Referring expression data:
┄┄┄┄┄┄

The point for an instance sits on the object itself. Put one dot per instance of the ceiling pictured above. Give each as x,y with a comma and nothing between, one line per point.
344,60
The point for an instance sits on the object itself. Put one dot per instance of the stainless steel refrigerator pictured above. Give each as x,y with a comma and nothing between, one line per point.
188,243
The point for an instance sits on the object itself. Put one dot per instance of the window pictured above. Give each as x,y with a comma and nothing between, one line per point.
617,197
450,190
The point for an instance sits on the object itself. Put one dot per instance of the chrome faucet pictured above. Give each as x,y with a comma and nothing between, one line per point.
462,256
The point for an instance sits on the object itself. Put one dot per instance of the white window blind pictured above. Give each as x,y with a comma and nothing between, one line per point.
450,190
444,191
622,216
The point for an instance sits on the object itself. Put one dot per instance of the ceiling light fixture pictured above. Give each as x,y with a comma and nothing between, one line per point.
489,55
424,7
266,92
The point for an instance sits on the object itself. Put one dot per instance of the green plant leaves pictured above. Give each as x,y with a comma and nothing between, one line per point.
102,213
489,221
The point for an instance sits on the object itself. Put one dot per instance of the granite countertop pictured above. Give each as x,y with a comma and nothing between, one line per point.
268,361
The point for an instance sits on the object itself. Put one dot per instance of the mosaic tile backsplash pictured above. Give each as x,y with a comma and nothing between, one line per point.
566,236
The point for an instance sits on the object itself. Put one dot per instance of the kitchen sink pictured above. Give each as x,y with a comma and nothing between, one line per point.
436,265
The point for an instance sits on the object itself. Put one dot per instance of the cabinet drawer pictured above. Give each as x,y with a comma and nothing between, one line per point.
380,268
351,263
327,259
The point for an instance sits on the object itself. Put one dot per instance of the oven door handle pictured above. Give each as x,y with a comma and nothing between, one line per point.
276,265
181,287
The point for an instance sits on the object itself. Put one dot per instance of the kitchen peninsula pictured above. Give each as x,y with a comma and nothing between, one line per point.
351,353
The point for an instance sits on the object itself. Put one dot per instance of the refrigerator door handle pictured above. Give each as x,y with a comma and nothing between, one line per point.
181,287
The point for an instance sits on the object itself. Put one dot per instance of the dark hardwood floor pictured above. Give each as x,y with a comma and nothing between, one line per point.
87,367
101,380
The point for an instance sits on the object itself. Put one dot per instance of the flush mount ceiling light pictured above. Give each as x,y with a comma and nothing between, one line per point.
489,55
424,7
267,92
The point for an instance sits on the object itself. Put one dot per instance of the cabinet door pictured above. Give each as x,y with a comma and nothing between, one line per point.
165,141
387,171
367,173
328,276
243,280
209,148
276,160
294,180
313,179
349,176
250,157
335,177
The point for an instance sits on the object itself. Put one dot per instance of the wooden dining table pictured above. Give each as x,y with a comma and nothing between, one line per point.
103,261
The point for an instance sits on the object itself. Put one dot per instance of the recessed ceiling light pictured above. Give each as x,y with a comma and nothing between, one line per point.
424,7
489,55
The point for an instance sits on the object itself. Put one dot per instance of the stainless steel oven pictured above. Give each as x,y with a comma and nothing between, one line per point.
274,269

┄┄┄┄┄┄

## Assigned task
Copy all the records exactly so that no character differs from the source.

## Exercise result
The point for an instance sits on the object itself. Put one dot per instance of the ceiling pictured above. Give each as x,y with a comma and nothing between, one line per point.
344,60
The point for an instance sits on the object itself. Put one dot per instance of the stainless steel refrigerator pictured above. Give each as x,y with a comma and nothing between, one line per point.
188,243
The point for an instance sits on the object itself. Put one dot per instance of the window pictured above. Give each as x,y with a comma and nothing between, one line per point.
617,197
450,190
The point for an instance sits on the object itself. Put one dot per instance of the chrome faucet pictured above. Give each as x,y with a comma and nothing between, one line per point.
462,256
The point for an instance sits on the object itself. Put one dot per instance of the white window blind pictured above. Give each as x,y with a comma and nothing between, one line per point.
450,190
444,191
622,216
The point for an instance sits on the object itself. Put one dot per instance of the ceiling light fixture pictured above. Give each as x,y with a comma and nothing between, one line per point.
489,55
424,7
266,92
The point for an instance sits on the object itself. Put one dot per instance of the green plant leaves pictured above. Give each as x,y with a comma and nothing between, one line per point.
102,213
489,221
The point for an instance sits on the object itself. Put one dot per instance of the granite countertop pictured above. Give each as x,y with a comma and nothing between, one line per point.
268,361
The point for an instance sits on the object itself. Put one dot per instance of the mosaic tile backsplash pictured above. Give each as x,y with a comma and nothing between, one line per point.
566,236
The point for an instance sits on the object itself. Put one dot per instance of the kitchen sink pictured above. Give each as x,y with a comma and nothing between, one line per point.
436,265
The point for an instance sits on the object itself. Put one dot per instance of the cabinet drawer pictured above. Give each as x,y with a comma and nothing between, one line per point.
380,268
351,263
327,259
The point for an instance sits on the object itself. Put one dot per instance of the oven door handle pictured above. Give each as x,y with a comma and nothing between, one line per point.
276,265
181,287
The point for an instance sits on the object itself. Put one dot per instance of the kitchen peninsula pictured above. Give each as x,y with a comma and nothing between, one line per point.
351,353
The point for an instance sits on the object itself. Put one dot per instance of the refrigerator door handle pictured above. Give each as x,y with a comma and nothing between, one line per point.
181,287
The point for an instance sits on the object itself. Put one dot per instance of the dark hardwood floor pictured above. Give each as x,y with a comma and nothing between, one line per point.
87,367
101,380
The point for an instance sits on the object itself. Put one dot per instance of the flush mount ceiling light pictured above. Give each as x,y with a comma and nothing between, one line per point.
489,55
424,7
267,92
The point for an instance sits on the object itself. Put one dot per instance of the cabinet door pictured above. Give each as x,y with a comma and nothing between, one line per point.
165,141
387,171
367,173
328,276
243,280
209,148
276,160
294,180
313,179
349,176
250,157
335,177
The point for an instance sits on the object itself. Put one dot per instance of the wooden dining table pictured above. Give each as x,y with a comma and nothing between, one line per point.
103,261
The point for an instance sits on the object itself. Put one dot per instance of the recessed ceiling light pictured above. Give each as x,y with a comma and nothing between, one line per point.
424,7
489,55
The point for an instance sits on the object itself. Put one dot per instance of the stainless steel oven pictured above. Give each as x,y with a comma and nothing between, one line per point.
274,269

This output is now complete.